§ Page excerpt:
+ + + + +

A Geologist’s Case for Gold
Something big is happening with gold. Over the past few years, if you bought and owned gold and gold mining shares, it’s been frustrating with gold prices in the doldrums of 2015, 2014, 2013, 2012. That’s four years of downside correction. But, that was then, and this is now. Let’s discuss what’s happening and nail down some serious opportunity…
Follow the money and right now money is moving into gold and select miners. In fact, there’s so much interest in “paper” gold that physical supply has utterly broken down. As in… crashed and about to burn in a roaring fireball!
This is critical. The amount of physical gold in storage in Comex versus the number of registered “owners” against each ounce is nuts.
From a few owners per ounce, it jumped to 542 by this March!
Just check out this remarkable chart:
Look at what’s happening. From the early 2000s to not long ago, the number of “owners” per ounce — people who bought a “paper” gold contract, supposedly backed by real metal at Comex — was basically flat, just a handful of claimants for each ounce.
Plus, there were literally millions of ounces of gold on deposit in Comex. There was gold in the vault, in other words. If you showed up with a contract, you could walk away with gold. That’s how markets ought to work.

+ + + + +

§ Listed records:
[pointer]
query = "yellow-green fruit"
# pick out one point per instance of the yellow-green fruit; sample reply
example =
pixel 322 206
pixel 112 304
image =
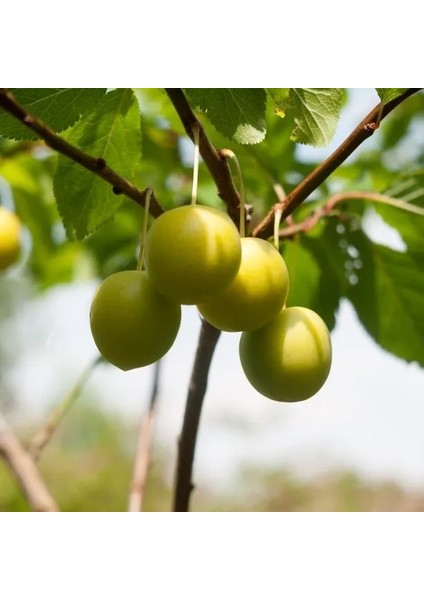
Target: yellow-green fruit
pixel 192 252
pixel 132 324
pixel 10 229
pixel 288 359
pixel 256 294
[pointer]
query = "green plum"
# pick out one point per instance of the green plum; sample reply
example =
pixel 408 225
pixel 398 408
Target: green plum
pixel 288 359
pixel 192 252
pixel 256 294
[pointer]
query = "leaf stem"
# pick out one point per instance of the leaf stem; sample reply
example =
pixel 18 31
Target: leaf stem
pixel 277 219
pixel 242 209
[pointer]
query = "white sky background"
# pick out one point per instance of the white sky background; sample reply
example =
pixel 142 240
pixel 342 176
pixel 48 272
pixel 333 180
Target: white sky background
pixel 368 417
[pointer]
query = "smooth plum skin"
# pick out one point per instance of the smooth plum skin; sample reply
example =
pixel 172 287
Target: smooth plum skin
pixel 256 294
pixel 192 252
pixel 288 359
pixel 132 324
pixel 10 229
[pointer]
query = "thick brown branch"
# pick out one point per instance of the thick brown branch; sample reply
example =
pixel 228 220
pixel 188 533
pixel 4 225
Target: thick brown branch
pixel 25 471
pixel 363 131
pixel 142 457
pixel 94 164
pixel 187 442
pixel 216 164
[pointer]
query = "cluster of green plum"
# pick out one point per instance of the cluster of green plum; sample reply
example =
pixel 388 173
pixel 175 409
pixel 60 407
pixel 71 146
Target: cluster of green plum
pixel 194 255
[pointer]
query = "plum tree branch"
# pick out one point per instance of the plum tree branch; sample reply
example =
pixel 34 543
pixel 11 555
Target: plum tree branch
pixel 94 164
pixel 208 339
pixel 313 219
pixel 362 132
pixel 25 471
pixel 142 456
pixel 214 160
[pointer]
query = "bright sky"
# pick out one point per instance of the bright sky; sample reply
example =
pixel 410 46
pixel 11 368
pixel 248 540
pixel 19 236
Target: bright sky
pixel 368 417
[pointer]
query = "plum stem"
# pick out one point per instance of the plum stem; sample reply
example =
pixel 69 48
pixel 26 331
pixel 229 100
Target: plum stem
pixel 149 193
pixel 196 136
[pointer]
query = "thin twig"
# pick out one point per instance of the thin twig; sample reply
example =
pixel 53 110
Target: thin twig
pixel 323 211
pixel 363 131
pixel 25 471
pixel 142 457
pixel 208 339
pixel 46 432
pixel 216 164
pixel 94 164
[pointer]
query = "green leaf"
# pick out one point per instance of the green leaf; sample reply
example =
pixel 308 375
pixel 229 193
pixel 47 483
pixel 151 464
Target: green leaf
pixel 387 94
pixel 239 114
pixel 410 188
pixel 280 96
pixel 388 297
pixel 316 112
pixel 59 108
pixel 111 132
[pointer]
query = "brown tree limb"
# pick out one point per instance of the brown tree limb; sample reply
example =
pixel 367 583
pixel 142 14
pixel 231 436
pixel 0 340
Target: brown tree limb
pixel 94 164
pixel 41 439
pixel 143 452
pixel 323 211
pixel 208 339
pixel 362 132
pixel 25 471
pixel 215 162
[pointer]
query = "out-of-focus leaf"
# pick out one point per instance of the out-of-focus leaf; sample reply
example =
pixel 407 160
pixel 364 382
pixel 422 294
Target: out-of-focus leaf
pixel 388 294
pixel 410 188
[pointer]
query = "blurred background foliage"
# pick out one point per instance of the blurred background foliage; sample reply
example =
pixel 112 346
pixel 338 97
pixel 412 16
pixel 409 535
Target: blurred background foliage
pixel 88 465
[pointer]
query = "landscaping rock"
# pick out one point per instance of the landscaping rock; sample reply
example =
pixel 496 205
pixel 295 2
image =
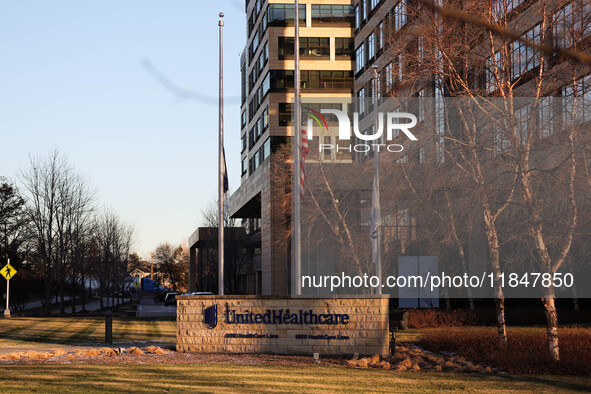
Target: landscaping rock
pixel 374 360
pixel 363 363
pixel 135 351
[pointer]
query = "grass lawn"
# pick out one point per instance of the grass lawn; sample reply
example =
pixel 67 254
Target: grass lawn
pixel 232 378
pixel 47 332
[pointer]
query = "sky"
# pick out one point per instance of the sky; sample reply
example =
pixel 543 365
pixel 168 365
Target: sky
pixel 80 77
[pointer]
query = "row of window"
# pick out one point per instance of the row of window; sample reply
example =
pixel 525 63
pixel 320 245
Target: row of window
pixel 315 47
pixel 258 97
pixel 284 15
pixel 258 66
pixel 388 78
pixel 326 13
pixel 312 79
pixel 285 110
pixel 259 127
pixel 375 42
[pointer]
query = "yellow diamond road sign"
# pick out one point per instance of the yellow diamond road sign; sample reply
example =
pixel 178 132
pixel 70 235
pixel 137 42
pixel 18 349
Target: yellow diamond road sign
pixel 8 271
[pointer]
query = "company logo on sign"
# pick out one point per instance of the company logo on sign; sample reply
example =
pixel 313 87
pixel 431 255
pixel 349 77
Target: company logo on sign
pixel 273 316
pixel 210 316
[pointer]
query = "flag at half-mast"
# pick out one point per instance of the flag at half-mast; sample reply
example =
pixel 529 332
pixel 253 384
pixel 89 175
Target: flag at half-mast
pixel 376 219
pixel 226 184
pixel 304 149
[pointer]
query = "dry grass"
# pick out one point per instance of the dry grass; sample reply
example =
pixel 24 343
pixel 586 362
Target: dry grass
pixel 22 333
pixel 429 318
pixel 526 351
pixel 234 378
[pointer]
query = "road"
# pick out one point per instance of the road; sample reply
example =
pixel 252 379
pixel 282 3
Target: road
pixel 149 308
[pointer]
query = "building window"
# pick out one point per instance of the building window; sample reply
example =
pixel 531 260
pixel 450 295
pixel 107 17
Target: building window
pixel 398 15
pixel 362 10
pixel 421 104
pixel 309 47
pixel 266 84
pixel 546 117
pixel 243 120
pixel 523 57
pixel 267 148
pixel 420 49
pixel 327 13
pixel 493 68
pixel 284 14
pixel 388 77
pixel 371 46
pixel 579 109
pixel 312 79
pixel 571 23
pixel 244 166
pixel 281 79
pixel 361 95
pixel 522 123
pixel 360 58
pixel 501 8
pixel 344 47
pixel 284 114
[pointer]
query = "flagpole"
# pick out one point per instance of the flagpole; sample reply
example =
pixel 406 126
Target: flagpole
pixel 297 251
pixel 7 310
pixel 221 165
pixel 378 243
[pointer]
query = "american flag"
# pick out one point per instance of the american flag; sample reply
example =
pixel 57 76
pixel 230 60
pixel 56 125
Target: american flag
pixel 304 149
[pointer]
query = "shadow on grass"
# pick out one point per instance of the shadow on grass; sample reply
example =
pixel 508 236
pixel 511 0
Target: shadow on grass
pixel 552 381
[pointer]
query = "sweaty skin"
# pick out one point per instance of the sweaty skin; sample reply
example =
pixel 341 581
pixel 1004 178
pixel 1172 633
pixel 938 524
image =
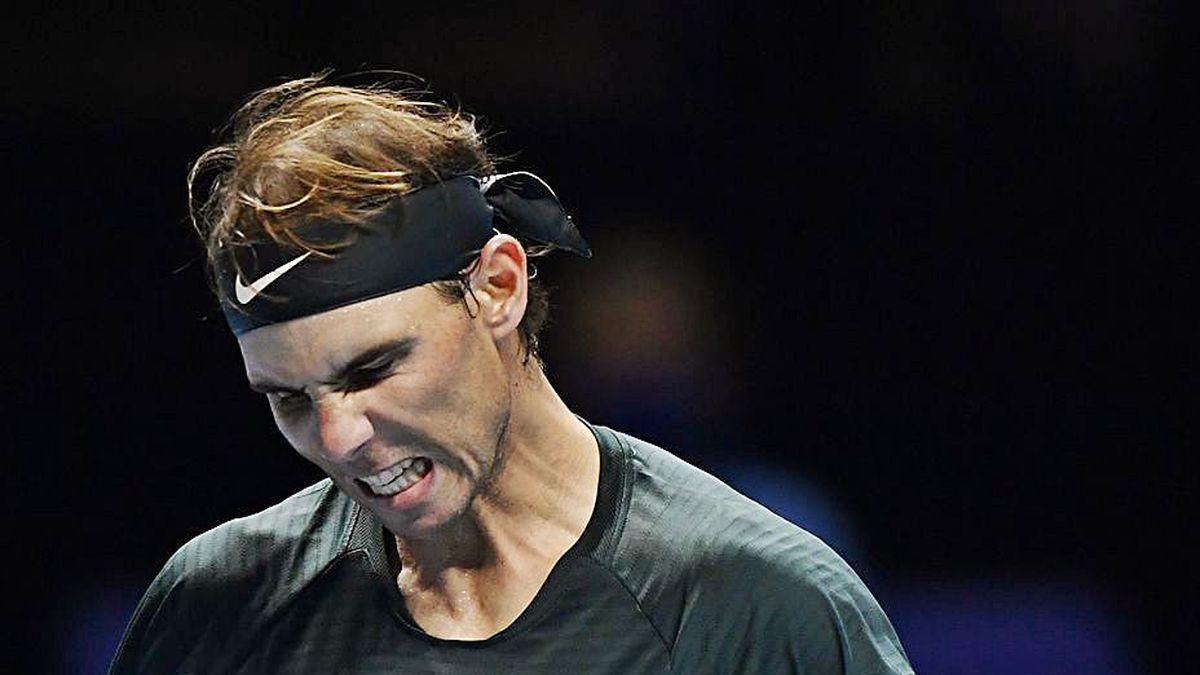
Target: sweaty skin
pixel 515 472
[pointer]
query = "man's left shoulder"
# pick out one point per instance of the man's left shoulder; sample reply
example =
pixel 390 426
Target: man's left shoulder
pixel 682 509
pixel 747 586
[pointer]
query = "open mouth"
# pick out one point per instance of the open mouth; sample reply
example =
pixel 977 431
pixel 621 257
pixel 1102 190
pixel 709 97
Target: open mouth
pixel 396 478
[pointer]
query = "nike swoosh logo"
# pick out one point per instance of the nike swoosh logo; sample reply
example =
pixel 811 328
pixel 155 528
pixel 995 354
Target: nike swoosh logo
pixel 246 293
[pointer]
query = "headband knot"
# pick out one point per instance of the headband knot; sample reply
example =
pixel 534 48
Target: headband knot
pixel 429 234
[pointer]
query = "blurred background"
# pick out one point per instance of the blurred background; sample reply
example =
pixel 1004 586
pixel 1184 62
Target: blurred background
pixel 912 274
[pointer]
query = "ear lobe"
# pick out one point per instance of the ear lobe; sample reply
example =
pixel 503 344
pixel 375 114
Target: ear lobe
pixel 502 276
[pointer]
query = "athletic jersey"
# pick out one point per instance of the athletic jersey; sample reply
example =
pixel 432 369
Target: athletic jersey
pixel 675 572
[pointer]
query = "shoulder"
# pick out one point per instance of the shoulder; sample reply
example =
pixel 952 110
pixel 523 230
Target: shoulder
pixel 301 526
pixel 225 583
pixel 726 578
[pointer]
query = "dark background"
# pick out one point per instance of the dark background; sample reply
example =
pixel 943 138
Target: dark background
pixel 916 274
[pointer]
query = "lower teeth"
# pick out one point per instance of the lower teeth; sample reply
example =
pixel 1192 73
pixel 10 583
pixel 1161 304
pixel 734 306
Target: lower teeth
pixel 417 471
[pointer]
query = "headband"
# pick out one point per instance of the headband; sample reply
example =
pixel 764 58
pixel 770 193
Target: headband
pixel 430 234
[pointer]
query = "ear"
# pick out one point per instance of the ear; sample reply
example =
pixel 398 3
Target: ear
pixel 501 281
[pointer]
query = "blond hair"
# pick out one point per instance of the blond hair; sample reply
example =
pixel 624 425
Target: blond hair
pixel 307 150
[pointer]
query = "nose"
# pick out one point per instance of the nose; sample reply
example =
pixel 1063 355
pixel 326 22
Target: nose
pixel 342 426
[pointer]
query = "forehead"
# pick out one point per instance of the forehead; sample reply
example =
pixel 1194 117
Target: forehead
pixel 325 340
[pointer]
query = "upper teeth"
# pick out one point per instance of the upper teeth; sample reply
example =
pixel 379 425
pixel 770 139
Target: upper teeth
pixel 388 475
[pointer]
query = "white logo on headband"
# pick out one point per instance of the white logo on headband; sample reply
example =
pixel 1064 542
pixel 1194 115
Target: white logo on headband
pixel 246 293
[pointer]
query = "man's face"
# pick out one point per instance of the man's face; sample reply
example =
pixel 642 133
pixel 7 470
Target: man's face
pixel 407 377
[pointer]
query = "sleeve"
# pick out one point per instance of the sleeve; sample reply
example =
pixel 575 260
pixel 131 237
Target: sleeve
pixel 795 608
pixel 177 626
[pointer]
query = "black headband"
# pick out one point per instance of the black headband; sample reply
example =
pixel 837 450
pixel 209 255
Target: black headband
pixel 426 236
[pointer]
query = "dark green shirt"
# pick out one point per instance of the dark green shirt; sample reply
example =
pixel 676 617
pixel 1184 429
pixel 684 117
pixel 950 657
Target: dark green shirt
pixel 675 573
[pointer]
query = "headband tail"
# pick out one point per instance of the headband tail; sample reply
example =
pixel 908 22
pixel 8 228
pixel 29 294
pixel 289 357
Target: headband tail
pixel 529 208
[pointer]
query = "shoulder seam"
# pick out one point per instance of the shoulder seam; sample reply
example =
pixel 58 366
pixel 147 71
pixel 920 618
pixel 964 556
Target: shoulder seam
pixel 667 646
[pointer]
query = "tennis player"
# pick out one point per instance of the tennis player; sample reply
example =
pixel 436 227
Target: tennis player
pixel 375 269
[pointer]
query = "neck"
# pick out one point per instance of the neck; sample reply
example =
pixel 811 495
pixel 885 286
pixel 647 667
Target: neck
pixel 513 533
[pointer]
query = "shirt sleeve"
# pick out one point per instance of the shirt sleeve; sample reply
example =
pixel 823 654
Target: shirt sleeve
pixel 180 625
pixel 790 607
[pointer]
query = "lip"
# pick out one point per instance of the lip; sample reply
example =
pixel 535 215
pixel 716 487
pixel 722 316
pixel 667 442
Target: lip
pixel 406 500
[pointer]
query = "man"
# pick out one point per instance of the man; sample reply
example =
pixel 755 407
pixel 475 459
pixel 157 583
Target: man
pixel 375 270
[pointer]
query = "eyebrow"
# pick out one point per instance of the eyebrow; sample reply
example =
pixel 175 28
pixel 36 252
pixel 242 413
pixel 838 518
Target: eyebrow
pixel 388 350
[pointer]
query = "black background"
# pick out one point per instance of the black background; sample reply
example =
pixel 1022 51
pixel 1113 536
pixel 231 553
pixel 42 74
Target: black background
pixel 942 257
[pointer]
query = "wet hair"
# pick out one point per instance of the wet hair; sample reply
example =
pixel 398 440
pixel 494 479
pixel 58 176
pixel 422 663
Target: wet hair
pixel 307 150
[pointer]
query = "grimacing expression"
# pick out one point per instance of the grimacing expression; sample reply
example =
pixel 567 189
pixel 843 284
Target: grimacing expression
pixel 358 389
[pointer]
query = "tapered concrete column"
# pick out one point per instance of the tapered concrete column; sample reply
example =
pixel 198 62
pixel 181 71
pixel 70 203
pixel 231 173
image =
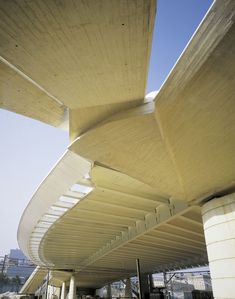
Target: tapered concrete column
pixel 219 227
pixel 63 291
pixel 145 284
pixel 72 288
pixel 128 289
pixel 109 291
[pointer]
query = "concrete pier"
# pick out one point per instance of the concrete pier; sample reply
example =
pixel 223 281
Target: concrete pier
pixel 219 226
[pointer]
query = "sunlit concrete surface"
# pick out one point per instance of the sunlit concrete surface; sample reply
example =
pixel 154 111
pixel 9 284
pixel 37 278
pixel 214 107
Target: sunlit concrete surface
pixel 136 174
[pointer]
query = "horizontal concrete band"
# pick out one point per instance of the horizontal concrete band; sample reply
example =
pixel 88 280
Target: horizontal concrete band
pixel 222 232
pixel 218 202
pixel 221 250
pixel 228 265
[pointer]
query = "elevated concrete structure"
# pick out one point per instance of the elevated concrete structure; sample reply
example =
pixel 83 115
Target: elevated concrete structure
pixel 134 178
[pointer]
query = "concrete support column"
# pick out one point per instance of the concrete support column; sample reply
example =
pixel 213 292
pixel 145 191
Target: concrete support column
pixel 128 288
pixel 109 291
pixel 63 291
pixel 219 227
pixel 72 288
pixel 145 284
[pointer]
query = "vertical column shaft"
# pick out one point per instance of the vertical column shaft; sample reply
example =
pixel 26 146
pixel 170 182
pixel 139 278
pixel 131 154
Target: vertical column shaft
pixel 109 291
pixel 128 288
pixel 72 288
pixel 63 290
pixel 219 227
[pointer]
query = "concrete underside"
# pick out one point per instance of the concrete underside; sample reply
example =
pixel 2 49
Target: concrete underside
pixel 133 180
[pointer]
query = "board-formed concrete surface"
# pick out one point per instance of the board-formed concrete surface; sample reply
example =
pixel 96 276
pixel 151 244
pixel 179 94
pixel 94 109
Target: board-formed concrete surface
pixel 136 174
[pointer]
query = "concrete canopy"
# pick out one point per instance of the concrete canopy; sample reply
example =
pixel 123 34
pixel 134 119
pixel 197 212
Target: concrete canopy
pixel 134 177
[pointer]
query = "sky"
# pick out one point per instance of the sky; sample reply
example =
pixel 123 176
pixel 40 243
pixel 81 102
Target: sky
pixel 29 149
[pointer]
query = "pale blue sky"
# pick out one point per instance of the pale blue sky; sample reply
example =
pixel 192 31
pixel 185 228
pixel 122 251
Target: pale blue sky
pixel 29 149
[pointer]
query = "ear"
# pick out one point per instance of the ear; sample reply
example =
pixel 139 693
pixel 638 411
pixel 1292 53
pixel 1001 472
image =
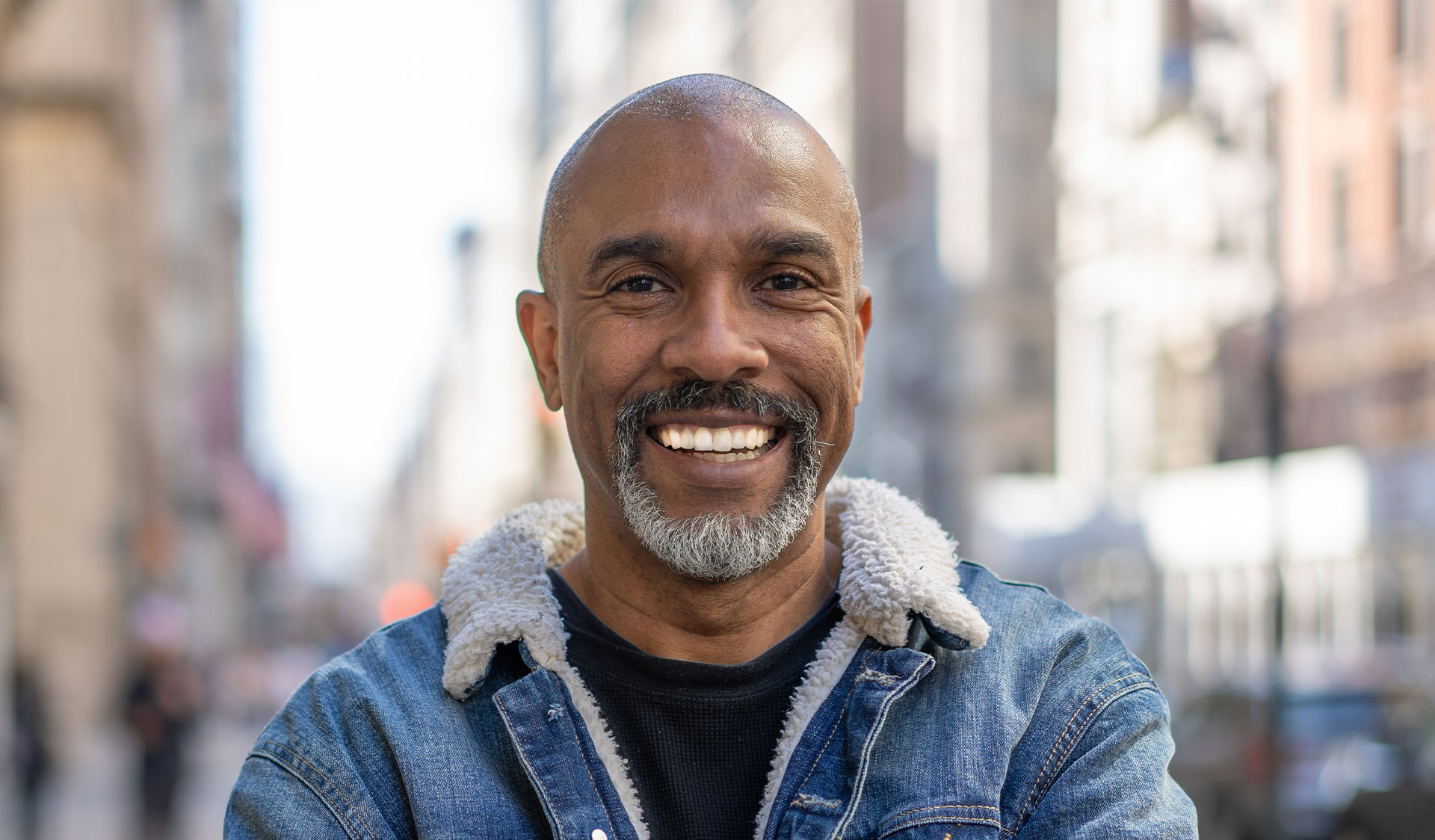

+ + + + +

§ Instructions to follow: Pick up the article making a geologist's case for gold and keep writing it, starting right after its last sentence.

§ Result for this task:
Then starting in 2014 and trending to mid-2015, the number of registered “owners” moved strongly up, to about 100 per ounce, and then 300 per ounce. Note that this was also a period when Comex sold down significant amounts of physical inventory, from several million ounces in vaults to well under 1 million ounces.
Most of this gold moved out of the West (London, Zurich, New York) to the East (China, Russia, India, Middle East). It’s gone forever… certainly from the West. It was nice while it lasted.
By late 2015 and now into 2016, registered “owners” against Comex gold spiked to a nosebleed level of 542-to-1. Thus if even one claimant shows up for an ounce of yellow metal, the cupboard will be bare — and there are 541 other claimants as well!
By comparison, your child has about 30 times better odds of applying and getting admitted to Harvard, Yale AND Stanford than does a Comex contract holder have of walking away with one ounce of gold. Good luck with that!
“Uncovered” speculation has gone exponential. There’s lots of “paper” gold and almost no “real” gold, which makes for a high-risk scenario — certainly if you don’t hold gold. It’s high return if you do hold gold. (Feel free to smile if you do.)
In essence, all hell has broken loose in gold trading pits. Naturally, the mainstream media (MSM) have not discussed it. No, MSM is too busy telling you how great things are again with Amazon, Tesla, Facebook, etc. That, and how inflation and unemployment are super-duper under control. Economy is growing nicely, thank you… Relax. Go shopping at the mall. Take a cruise. Buy something else you don’t need, with money you don’t have.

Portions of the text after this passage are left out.